* **Given records**
━━━━━━━━━━━━━━━━━━━━━━━━━━━━━━

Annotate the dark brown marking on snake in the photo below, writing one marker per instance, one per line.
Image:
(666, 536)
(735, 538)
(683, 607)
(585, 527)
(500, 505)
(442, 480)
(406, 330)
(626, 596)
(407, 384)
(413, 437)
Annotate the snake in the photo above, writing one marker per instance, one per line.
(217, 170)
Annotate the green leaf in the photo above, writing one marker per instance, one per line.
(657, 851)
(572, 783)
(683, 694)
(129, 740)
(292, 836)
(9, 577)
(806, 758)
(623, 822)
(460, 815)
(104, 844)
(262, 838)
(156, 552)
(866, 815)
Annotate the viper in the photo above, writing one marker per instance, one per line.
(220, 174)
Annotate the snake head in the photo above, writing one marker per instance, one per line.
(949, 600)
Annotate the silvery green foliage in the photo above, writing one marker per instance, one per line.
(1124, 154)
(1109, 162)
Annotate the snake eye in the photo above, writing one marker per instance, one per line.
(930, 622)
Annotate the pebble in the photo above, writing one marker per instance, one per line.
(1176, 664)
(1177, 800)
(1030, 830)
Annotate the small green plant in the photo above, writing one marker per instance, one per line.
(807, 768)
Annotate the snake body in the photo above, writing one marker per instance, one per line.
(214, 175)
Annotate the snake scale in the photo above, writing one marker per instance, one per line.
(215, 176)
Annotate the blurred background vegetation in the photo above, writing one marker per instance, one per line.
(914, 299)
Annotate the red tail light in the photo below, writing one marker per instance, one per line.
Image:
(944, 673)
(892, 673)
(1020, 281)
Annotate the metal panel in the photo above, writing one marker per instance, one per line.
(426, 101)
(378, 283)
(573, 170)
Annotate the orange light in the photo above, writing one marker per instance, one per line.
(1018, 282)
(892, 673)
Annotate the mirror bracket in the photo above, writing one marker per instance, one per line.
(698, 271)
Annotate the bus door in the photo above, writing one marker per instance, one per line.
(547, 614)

━━━━━━━━━━━━━━━━━━━━━━━━━━━━━━

* **Work instructions**
Copy out all the lines of the records that include "below".

* **Answer to the problem**
Annotate the dark brown marking on snake in the photo below, writing one marker per instance, one per line.
Annotate the red tail light in the photo below, writing one marker per instance, one per line.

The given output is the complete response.